Collected data
↓
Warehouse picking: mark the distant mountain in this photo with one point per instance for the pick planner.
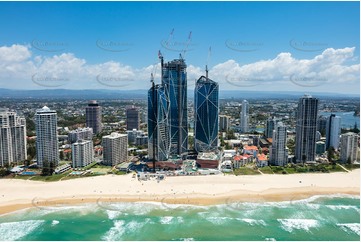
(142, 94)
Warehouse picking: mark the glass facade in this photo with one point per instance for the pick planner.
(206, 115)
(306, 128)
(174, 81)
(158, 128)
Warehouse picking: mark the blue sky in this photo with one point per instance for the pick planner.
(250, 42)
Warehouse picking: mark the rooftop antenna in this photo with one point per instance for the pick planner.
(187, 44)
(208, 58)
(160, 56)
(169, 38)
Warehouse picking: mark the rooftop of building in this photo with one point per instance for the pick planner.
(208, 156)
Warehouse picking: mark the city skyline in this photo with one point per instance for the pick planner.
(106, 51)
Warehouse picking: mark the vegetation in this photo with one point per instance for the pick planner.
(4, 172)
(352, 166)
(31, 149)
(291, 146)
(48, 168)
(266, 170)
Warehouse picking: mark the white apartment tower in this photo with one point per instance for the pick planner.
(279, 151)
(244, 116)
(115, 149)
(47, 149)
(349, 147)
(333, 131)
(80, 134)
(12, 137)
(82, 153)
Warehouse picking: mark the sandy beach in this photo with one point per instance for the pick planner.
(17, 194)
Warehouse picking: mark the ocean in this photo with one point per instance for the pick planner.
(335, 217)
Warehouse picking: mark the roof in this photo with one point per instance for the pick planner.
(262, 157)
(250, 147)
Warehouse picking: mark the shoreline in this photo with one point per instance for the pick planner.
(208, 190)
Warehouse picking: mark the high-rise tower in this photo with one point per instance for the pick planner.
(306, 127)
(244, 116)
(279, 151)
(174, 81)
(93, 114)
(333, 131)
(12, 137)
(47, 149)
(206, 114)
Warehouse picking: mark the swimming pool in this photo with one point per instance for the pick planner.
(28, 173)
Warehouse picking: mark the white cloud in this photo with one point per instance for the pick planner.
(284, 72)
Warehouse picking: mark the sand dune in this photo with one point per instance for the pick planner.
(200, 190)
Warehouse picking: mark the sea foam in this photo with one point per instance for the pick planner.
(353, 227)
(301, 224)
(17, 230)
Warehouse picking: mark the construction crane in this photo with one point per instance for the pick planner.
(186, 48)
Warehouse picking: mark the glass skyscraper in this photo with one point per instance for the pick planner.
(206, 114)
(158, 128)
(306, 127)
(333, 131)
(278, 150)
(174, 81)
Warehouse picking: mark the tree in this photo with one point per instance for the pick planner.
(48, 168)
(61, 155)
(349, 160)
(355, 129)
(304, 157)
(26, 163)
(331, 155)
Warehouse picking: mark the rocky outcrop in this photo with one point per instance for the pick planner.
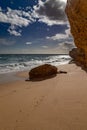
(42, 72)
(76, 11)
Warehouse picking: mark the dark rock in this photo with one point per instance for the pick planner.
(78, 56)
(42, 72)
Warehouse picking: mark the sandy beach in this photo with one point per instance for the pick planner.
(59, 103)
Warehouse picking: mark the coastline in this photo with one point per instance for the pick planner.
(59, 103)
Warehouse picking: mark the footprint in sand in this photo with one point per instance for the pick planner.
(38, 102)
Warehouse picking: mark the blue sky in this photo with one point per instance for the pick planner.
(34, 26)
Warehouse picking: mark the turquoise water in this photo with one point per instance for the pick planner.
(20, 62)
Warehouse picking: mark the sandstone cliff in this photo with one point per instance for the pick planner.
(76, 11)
↑
↓
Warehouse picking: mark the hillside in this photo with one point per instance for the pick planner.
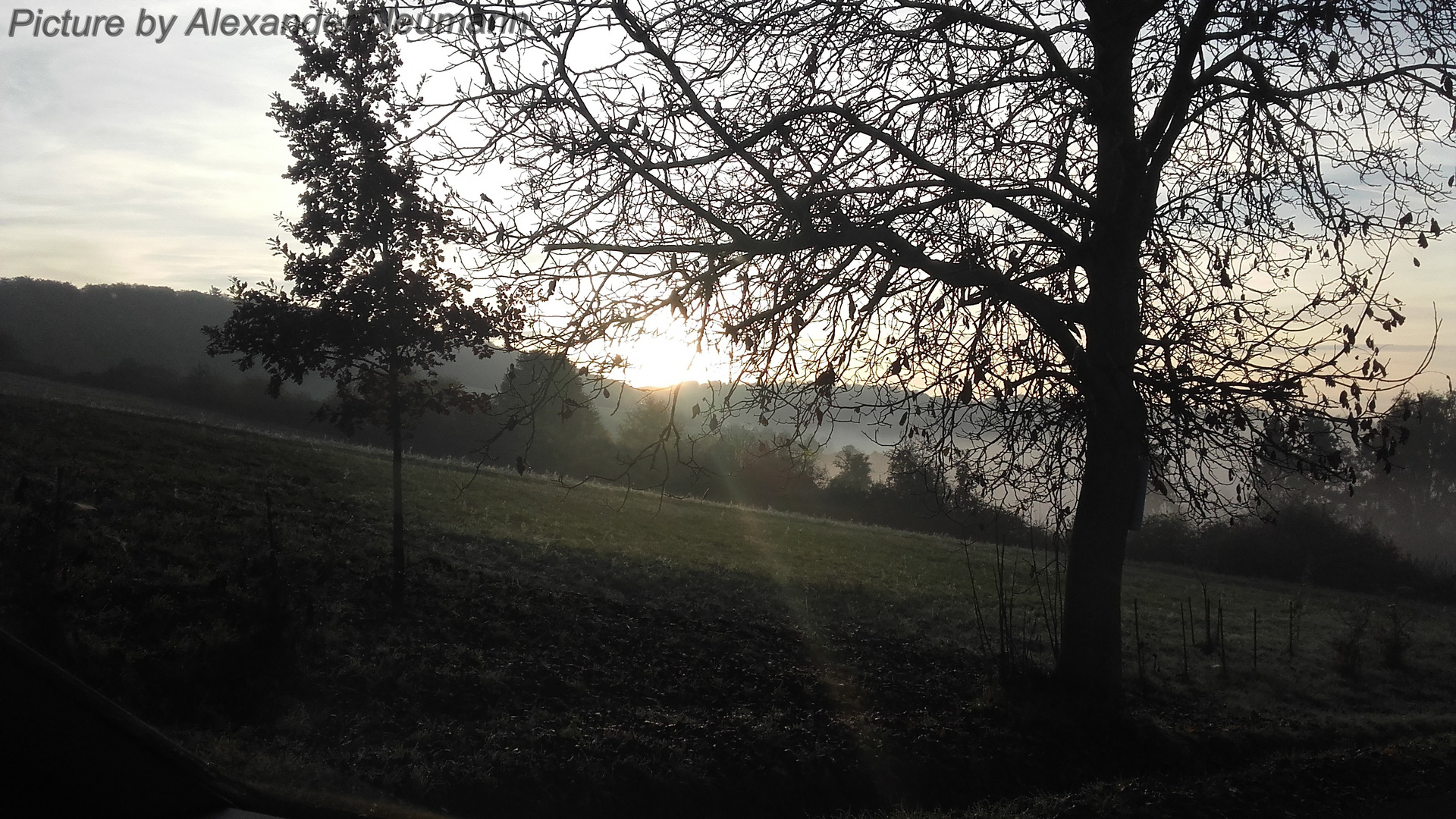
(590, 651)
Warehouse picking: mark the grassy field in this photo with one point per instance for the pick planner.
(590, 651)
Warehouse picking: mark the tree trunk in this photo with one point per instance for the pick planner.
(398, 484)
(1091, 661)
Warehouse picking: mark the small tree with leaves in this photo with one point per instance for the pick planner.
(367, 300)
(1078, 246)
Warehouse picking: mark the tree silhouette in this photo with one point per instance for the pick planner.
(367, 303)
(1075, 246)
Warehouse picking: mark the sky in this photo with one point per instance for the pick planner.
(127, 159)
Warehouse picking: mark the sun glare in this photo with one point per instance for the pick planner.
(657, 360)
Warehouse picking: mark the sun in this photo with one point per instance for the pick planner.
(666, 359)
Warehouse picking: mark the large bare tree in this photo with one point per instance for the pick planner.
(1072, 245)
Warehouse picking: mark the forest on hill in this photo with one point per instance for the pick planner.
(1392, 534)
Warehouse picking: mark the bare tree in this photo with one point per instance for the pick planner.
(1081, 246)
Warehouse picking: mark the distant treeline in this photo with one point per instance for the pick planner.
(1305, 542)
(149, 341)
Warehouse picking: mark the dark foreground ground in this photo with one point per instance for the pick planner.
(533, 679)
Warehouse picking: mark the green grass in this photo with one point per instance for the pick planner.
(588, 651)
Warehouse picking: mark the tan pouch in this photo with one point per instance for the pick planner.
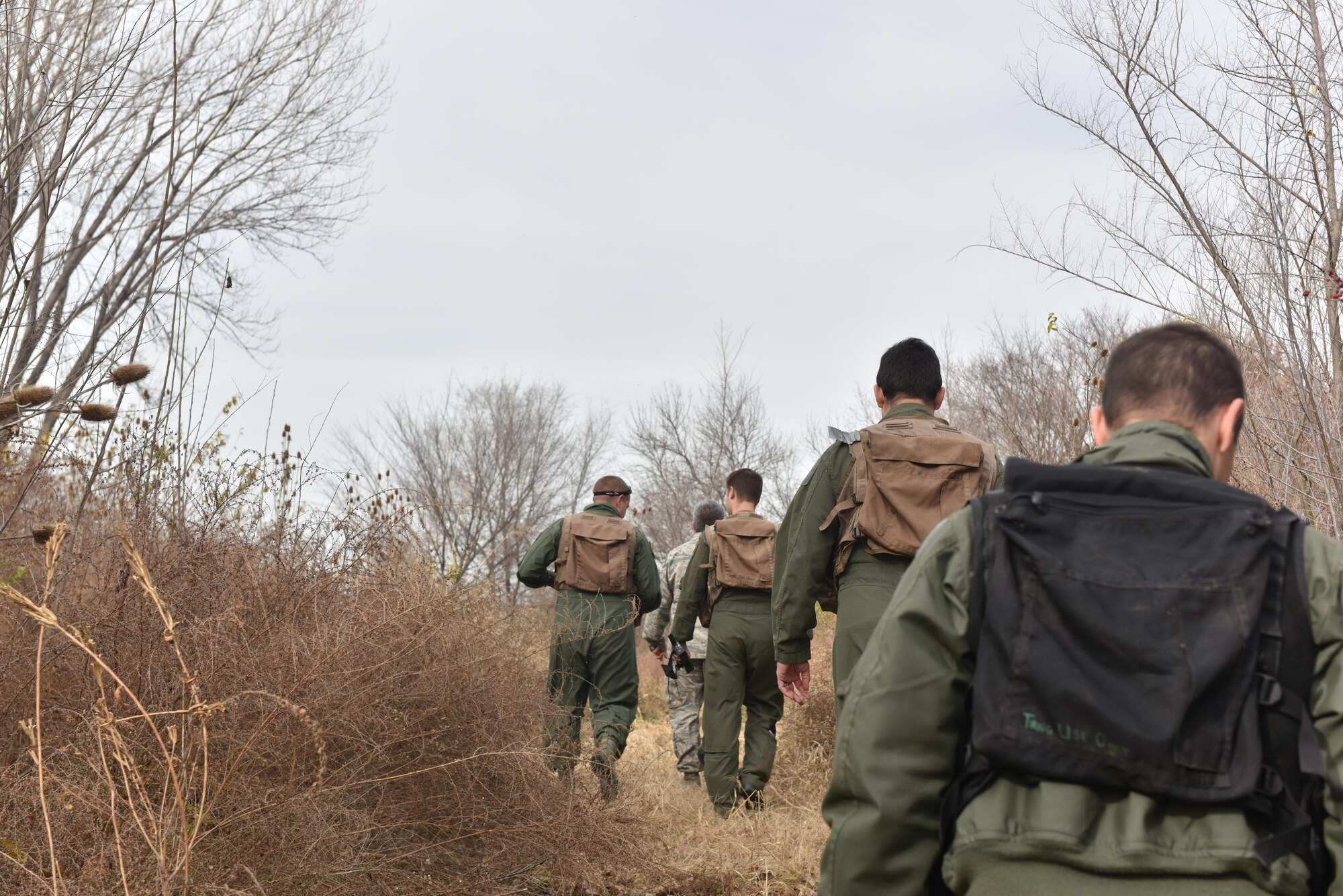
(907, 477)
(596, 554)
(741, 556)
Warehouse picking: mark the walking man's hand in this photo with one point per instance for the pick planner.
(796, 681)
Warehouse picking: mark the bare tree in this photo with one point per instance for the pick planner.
↑
**Written task:**
Convert the listing from the line with "Warehouse picking: mark the hillside" up to and including the line with "(1091, 661)" into a JSON list of strings, one string per line, with blank lines dropped. Leave the pictures out.

**Full output:**
[
  "Warehouse picking: mark the hillside in this photo with one point per instance for the pick planner.",
  "(590, 651)",
  "Warehouse picking: mark the grassy field in this photo with one point per instance for the pick planner.",
  "(590, 651)",
  "Warehouse picking: mark the tree trunk in this photo with one point per instance for the pick planner.",
  "(398, 484)",
  "(1091, 661)"
]